Stated task:
Continue the excerpt on testing paraglider and parachute fabrics from the point where it stops.

As mentioned above, sample no. 9 was characterized by the highest air permeability values, which were between 1.72 and 2.44 mm/s (when the pressure drop was 1500–2500 Pa). Regardless of the fact that it is an infinitely greater result than for the other samples, the air permeability of this sample is still very low. The results are equal to 0 mm/s when tested according to ISO 9237:1995 [16] and PIA-C-44378 [17].

Based on the Table 3 and Figure 4, the maximal forces during elongation were the greatest for the samples no. 9 and 10 (parachute fabrics); their values were between 40 and 42 daN.

The paraglider samples were characterized by slightly decreased mechanical properties compared to the parachute samples. The highest values presented by samples no. 2, 5, and 6 (the breaking forces were around: 35 daN). The lowest mechanical strengths were presented by samples no. 4 and 8 (value of force around 25 daN and less). Increasing the value of breaking forces is associated with increasing mass of the samples.

Due to the biggest differences between characteristics of fabrics 4, 6, 9, and 10, they were chosen for further calculations in the ANSYS Structural program.

In order to exploit the above-described strength characteristics for the further computational calculations, it was necessary to determine Young’s modulus of the chosen materials. Young’s modulus is the most important indicator for this type of calculation; the others are density, thickness, tensile strength, Poisson’s ratio, and shear modulus. However, the available laboratory tests did not allow for determination of the two last parameters in a simple way. As, in fact, they do not influence the final results significantly, the Poisson’s ratio and Shear modulus were assumed based on the literature regarding other nylon fabrics with similar characteristics [26,27].

Young’s modulus is a mechanical property describing the stiffness of a considered material when a force is applied lengthwise. Its formula is the following:

$$E=\frac{\sigma }{\epsilon }$$

(3)

where:

E—Young’s modulus, pressure units

σ—Uniaxial stress, pressure units

ε—Strain, dimensionless

The stress (σ) is calculated based on the force and the area of the sample; the area can be calculated based on the width and the thickness of the considered sample.

The force and elongation values were compiled in the Table 3.

However, based on Figure 5, the tensile curve graph has no linear characteristic from the starting point of the test. It is caused by a characteristic structure of woven materials in which the yarns interlace each other [27]. The first section of the graph (before point A) describes straightening of the yarn before the actual tensile.

Supplied material:
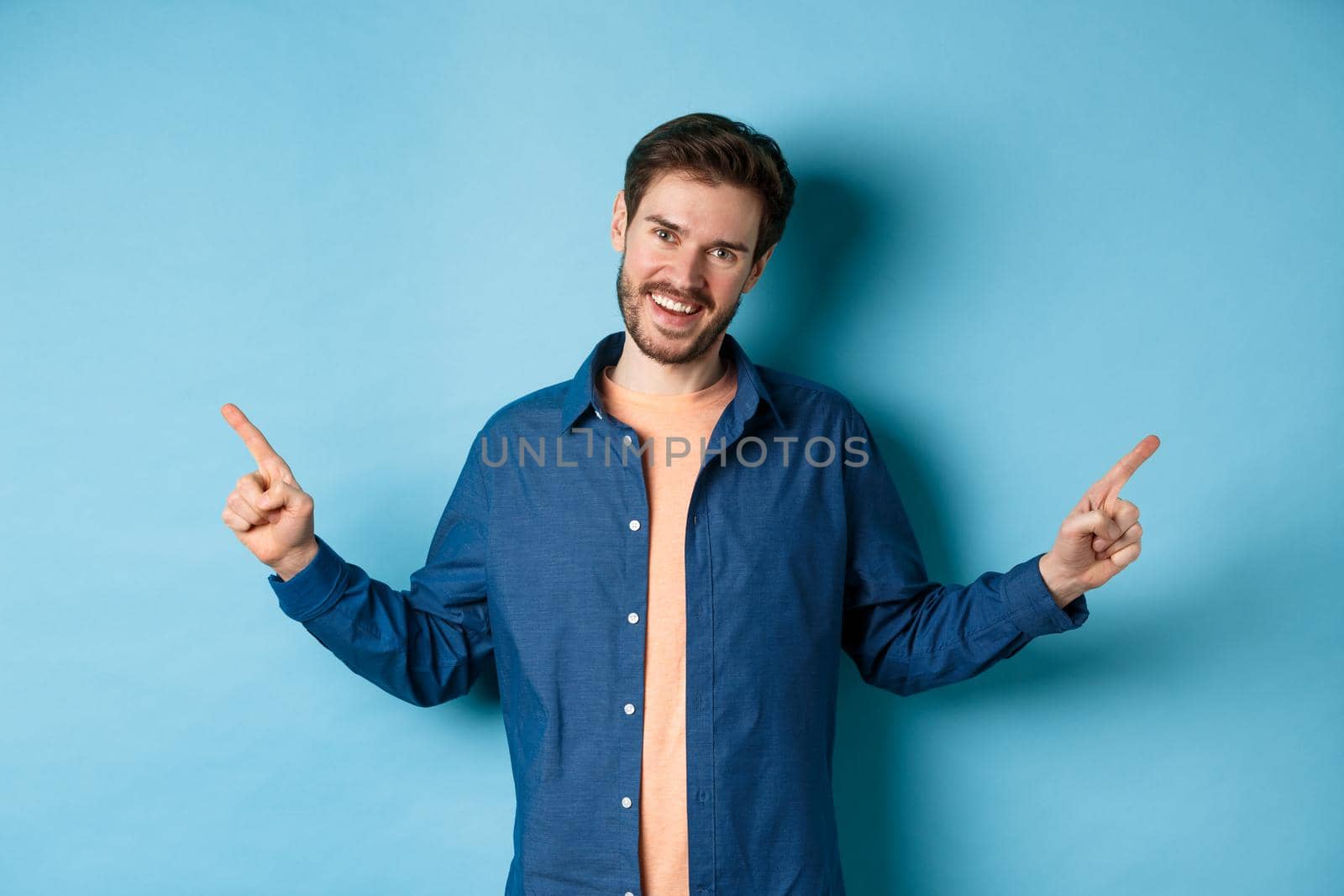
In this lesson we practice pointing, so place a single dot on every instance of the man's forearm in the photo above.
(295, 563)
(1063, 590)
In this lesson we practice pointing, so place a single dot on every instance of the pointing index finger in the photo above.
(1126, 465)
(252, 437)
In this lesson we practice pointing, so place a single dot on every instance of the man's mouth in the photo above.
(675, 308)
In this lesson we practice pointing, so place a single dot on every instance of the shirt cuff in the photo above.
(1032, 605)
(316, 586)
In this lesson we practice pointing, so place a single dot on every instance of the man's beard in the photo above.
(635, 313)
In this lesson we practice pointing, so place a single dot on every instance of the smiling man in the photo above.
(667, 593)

...

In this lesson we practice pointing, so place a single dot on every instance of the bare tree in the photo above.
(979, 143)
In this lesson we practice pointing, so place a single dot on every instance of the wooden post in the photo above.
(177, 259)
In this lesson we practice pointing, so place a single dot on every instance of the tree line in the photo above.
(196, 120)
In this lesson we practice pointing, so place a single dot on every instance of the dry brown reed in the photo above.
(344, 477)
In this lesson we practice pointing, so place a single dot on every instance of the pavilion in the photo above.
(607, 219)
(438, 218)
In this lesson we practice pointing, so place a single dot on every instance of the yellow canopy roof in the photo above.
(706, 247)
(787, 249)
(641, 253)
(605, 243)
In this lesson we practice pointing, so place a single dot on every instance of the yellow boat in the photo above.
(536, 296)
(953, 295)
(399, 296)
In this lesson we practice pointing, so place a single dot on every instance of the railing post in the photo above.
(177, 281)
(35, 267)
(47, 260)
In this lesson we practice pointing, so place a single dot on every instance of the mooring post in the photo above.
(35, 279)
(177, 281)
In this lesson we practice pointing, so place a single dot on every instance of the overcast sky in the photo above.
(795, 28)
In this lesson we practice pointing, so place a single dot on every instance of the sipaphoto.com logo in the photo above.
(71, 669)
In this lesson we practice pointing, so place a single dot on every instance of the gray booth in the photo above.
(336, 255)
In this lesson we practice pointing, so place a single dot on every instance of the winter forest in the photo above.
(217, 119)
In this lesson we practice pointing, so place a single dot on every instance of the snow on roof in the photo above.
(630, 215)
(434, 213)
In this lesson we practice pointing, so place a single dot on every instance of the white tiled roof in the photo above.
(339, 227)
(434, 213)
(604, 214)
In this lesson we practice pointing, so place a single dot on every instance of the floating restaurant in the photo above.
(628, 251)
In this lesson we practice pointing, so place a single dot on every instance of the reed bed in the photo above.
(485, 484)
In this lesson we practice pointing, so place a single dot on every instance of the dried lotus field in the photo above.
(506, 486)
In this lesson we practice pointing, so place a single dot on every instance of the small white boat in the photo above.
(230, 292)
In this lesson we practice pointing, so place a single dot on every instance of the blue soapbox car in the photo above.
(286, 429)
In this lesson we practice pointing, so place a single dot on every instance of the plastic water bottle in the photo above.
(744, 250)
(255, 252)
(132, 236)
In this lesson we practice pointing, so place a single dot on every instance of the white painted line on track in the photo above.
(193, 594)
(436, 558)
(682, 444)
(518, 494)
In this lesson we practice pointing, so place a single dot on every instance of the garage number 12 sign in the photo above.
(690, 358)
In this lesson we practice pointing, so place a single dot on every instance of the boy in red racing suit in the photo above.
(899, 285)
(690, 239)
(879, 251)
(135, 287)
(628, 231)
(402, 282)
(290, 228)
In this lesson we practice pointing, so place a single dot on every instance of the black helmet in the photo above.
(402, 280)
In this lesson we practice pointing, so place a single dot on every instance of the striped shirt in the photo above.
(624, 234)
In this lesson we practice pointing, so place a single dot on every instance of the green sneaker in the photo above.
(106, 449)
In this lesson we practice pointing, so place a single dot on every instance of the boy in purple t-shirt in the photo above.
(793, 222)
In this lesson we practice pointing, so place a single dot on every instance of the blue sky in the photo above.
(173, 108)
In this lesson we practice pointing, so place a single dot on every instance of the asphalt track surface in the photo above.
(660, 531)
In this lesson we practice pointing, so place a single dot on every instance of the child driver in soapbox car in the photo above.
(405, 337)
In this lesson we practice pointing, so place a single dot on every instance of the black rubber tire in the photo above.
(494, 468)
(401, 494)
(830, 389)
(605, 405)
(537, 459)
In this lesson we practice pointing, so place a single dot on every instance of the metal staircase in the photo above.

...

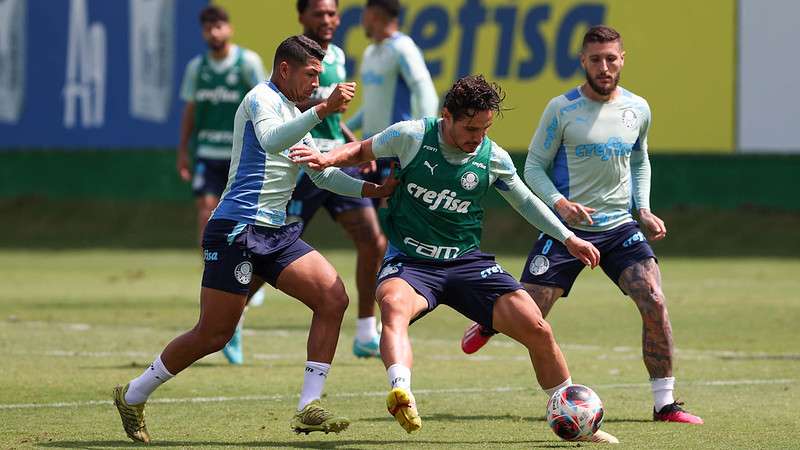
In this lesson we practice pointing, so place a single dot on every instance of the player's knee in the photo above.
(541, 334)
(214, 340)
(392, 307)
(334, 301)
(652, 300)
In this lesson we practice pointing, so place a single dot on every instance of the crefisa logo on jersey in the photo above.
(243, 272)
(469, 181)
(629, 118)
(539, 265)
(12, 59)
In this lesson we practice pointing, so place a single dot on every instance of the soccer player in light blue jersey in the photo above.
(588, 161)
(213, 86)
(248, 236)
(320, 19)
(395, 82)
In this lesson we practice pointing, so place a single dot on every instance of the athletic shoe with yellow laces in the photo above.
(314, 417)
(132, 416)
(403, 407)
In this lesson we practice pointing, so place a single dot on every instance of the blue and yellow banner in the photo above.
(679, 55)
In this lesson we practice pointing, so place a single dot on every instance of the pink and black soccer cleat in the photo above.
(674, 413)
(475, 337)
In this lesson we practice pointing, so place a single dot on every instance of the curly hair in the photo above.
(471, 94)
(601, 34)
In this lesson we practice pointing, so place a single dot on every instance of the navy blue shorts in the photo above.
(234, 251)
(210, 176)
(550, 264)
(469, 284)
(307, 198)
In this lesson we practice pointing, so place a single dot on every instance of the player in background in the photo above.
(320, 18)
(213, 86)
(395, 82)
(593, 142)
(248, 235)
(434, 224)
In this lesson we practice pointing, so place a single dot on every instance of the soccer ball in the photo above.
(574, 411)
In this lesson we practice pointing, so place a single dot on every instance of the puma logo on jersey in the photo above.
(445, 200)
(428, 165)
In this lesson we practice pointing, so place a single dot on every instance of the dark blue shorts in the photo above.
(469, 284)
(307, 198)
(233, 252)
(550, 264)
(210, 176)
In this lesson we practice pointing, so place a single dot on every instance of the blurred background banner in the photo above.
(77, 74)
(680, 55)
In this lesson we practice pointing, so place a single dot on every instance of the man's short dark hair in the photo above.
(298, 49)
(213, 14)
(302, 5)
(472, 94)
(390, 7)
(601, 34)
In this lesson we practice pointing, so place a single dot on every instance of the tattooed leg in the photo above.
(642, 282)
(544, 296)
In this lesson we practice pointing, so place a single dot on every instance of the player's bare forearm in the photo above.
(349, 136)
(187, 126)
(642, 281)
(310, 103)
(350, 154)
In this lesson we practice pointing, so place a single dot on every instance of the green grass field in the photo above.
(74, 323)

Result of the task:
Simultaneously, the values of Young’s modulus obtained for forces greater than indicated after point B presented in the graph were not applicable to the considered case, which was proven by further calculations. For example, for material 6, the stress in point B was between 60 and 70 MPa (depending on considered direction, i.e., warp/weft), whereas maximum stress obtained during calculations was 18.37 MPa (Table 6 in the result section), which is a significantly lower value.

Therefore, the Young’s modulus was calculated for the A-B section, where the graph presents linear characteristics of the tensile test.

The Young’s modulus values of the all considered samples were calculated based on the above described scheme. The obtained Young’s modulus values were compiled in

Table 4. The obtained Young’s modulus values.

Sample	E (MPa)
	Warp	Weft
4	815	810
6	582	536
9	885	862
10	669	657

below.

Based on Table 4, it can be observed that the Young’s modulus (E) values were comparable for both directions of one sample; however, for the considered cases, the bigger values of E were always in the warp direction. The biggest difference between the linear elasticity of warp and weft was noticed to be for the sample no. 6 (the linear elasticity value into the weft direction decreased around 8% compared to the warp direction). It is closely related to characteristic structure of woven materials, which gives them anisotropic properties. The elasticity modulus’ increase/decrease into different directions of a material can be caused by, e.g., difference in the number of threads per unit of length.

5. Simulations

5.1. Modeling of Paraglider Wing

First, a simplified geometry of the paraglider was created using the ANSYS Design Modeler program. In order to decrease the time of calculation and the number of elements creating a mesh, only half of a paraglider wing was generated. The final geometry (Figure 6a) contained lower and upper surfaces of the wing and ribs of an airfoil shape.

Before exporting to the meshing program, the surfaces creating lower and upper cover of the paraglider were split to create smaller faces connecting the closest ribs. This operation allowed better dimensioning of the mesh in the following steps, and therefore, resulted in a better quality of the created mesh (Figure 6b).

When the geometry was created it was possible to generate the mesh. The following methods were used.

To determine the geometrical model, the wing contour and airfoil cross-section were measured on the real structure. The dimensionless coordinates creating the airfoil profile are introduced in the elliptic equation to determine the coordinates of a particular point in the 3D Cartesian system. The rib profiles are created using the smoothing curves of the spline type.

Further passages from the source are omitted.